→ **Task details**
Turn each line of the items below into a JSON list of strings, with one string per line and no blank lines.

## Start Material provided

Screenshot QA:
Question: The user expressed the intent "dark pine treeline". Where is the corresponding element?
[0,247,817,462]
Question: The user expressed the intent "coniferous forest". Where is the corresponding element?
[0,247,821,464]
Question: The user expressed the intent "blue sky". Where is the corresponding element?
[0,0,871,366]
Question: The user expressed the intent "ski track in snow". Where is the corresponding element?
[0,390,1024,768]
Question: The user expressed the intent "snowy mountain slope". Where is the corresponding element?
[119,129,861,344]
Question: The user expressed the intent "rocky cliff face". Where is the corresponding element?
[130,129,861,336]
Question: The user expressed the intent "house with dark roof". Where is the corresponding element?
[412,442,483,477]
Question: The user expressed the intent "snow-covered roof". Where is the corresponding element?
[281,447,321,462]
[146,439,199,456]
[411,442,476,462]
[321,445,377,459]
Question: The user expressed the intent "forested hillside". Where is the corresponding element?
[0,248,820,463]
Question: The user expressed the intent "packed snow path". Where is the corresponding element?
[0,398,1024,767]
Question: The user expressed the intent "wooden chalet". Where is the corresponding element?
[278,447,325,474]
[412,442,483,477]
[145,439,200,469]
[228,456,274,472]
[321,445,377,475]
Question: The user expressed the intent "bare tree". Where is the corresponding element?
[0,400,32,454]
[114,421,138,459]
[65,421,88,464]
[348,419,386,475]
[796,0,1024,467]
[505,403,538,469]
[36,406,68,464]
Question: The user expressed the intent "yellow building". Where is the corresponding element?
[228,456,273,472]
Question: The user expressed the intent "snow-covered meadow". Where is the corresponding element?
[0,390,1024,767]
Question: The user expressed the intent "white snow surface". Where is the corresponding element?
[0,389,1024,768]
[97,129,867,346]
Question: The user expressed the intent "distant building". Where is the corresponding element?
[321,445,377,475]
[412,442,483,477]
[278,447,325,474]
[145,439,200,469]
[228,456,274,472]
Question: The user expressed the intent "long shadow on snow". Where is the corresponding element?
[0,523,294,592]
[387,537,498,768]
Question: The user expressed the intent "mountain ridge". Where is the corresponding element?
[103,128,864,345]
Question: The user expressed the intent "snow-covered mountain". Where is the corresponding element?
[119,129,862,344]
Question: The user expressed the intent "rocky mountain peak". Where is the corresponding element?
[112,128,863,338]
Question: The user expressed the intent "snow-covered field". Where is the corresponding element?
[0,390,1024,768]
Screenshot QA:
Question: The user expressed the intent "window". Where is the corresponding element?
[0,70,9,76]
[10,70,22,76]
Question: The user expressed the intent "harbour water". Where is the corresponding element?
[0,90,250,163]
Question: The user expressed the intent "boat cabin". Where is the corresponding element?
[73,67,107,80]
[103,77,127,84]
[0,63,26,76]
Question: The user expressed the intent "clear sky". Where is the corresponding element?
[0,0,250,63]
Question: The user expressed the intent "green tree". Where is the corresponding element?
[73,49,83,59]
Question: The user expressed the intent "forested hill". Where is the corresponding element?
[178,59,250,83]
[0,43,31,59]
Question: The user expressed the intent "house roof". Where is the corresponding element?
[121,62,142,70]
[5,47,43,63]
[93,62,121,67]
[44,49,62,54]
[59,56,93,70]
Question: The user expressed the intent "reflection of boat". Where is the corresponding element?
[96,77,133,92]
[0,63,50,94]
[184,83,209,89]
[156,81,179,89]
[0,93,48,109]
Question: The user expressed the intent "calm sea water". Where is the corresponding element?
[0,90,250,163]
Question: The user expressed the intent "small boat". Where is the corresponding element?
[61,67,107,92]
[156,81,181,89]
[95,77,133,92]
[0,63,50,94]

## End Material provided

→ **Reply to the task**
[
  "Screenshot QA:",
  "Question: The user expressed the intent \"dark pine treeline\". Where is the corresponding element?",
  "[0,247,817,462]",
  "Question: The user expressed the intent \"coniferous forest\". Where is the corresponding element?",
  "[0,247,821,464]",
  "Question: The user expressed the intent \"blue sky\". Where is the corresponding element?",
  "[0,0,871,366]",
  "Question: The user expressed the intent \"ski track in snow\". Where is the corresponding element?",
  "[0,390,1024,768]",
  "Question: The user expressed the intent \"snowy mountain slope\". Where is the corresponding element?",
  "[119,129,861,344]",
  "Question: The user expressed the intent \"rocky cliff face\". Where is the corresponding element?",
  "[130,129,861,336]",
  "Question: The user expressed the intent \"house with dark roof\". Where is the corresponding element?",
  "[412,442,483,477]",
  "Question: The user expressed the intent \"snow-covered roof\". Where is the corresponding element?",
  "[281,447,321,462]",
  "[146,439,199,456]",
  "[411,442,476,462]",
  "[321,445,377,459]",
  "Question: The user expressed the intent \"forested hillside\". Where is the corresponding element?",
  "[0,248,820,463]",
  "Question: The user expressed the intent \"packed snow path\". Where is the corresponding element?",
  "[0,398,1024,767]",
  "Question: The user expressed the intent \"wooden chalet\". Where is the corresponding element?",
  "[278,447,325,474]",
  "[412,442,483,477]",
  "[145,439,200,469]",
  "[228,456,274,472]",
  "[321,445,377,475]",
  "Question: The user expressed the intent \"bare tree\". Where is the corresponding element?",
  "[0,400,32,454]",
  "[114,421,138,459]",
  "[65,421,88,464]",
  "[348,419,386,475]",
  "[796,0,1024,467]",
  "[505,403,538,469]",
  "[36,406,68,464]",
  "Question: The user expressed the intent \"yellow building\". Where is the corresponding element?",
  "[228,456,273,472]",
  "Question: The user expressed the intent \"snow-covered meadow\". Where is the corresponding element?",
  "[0,390,1024,767]",
  "Question: The user expressed the intent \"white snow surface\". Where is the corresponding element?",
  "[0,389,1024,768]",
  "[97,129,867,346]",
  "Question: The user expressed the intent \"distant building\". Where is the corresponding element?",
  "[321,445,377,475]",
  "[412,442,483,477]",
  "[278,447,325,474]",
  "[145,439,200,469]",
  "[228,456,274,472]",
  "Question: The user expressed the intent \"long shadow on snow\". Where is the corresponding element?",
  "[0,523,294,592]",
  "[387,537,498,768]",
  "Question: The user expressed the intent \"mountain ridge\". Where is the corresponding element?",
  "[103,128,864,345]",
  "Question: The user expressed the intent \"snow-covered mountain\". Where is the corresponding element?",
  "[119,129,862,344]",
  "Question: The user expressed the intent \"rocky mountain peak\". Where is the corresponding element?",
  "[112,128,863,338]",
  "Question: The user expressed the intent \"snow-covered field\". Where is the corresponding element?",
  "[0,390,1024,768]",
  "Screenshot QA:",
  "Question: The user expressed the intent \"window\". Where is the corresponding element?",
  "[0,70,9,76]",
  "[10,70,22,76]",
  "Question: The user expressed the intent \"harbour water\". Where is the corresponding element?",
  "[0,90,250,163]",
  "Question: The user expressed the intent \"boat cabin\". Where is the corresponding element?",
  "[73,67,107,80]",
  "[103,77,127,84]",
  "[0,63,26,76]",
  "Question: The user expressed the intent \"clear sky\". Where is the corresponding element?",
  "[0,0,250,63]",
  "Question: The user expressed the intent \"green tree\". Where is the corresponding element?",
  "[73,49,83,59]",
  "Question: The user expressed the intent \"forested hill\". Where is the corresponding element?",
  "[178,59,250,83]",
  "[0,43,31,59]",
  "Question: The user expressed the intent \"house roof\". Where is the corresponding element?",
  "[121,62,142,70]",
  "[5,47,43,63]",
  "[93,62,121,67]",
  "[44,49,62,54]",
  "[59,56,93,70]",
  "Question: The user expressed the intent \"reflection of boat\". Where is the corresponding element?",
  "[96,77,133,92]",
  "[0,63,50,94]",
  "[184,83,209,89]",
  "[156,81,179,89]",
  "[0,93,48,109]",
  "Question: The user expressed the intent \"calm sea water\". Where is the corresponding element?",
  "[0,90,250,163]",
  "Question: The user expressed the intent \"small boat\". Where is the corresponding element?",
  "[61,67,107,92]",
  "[156,81,181,89]",
  "[95,77,133,92]",
  "[0,63,50,94]"
]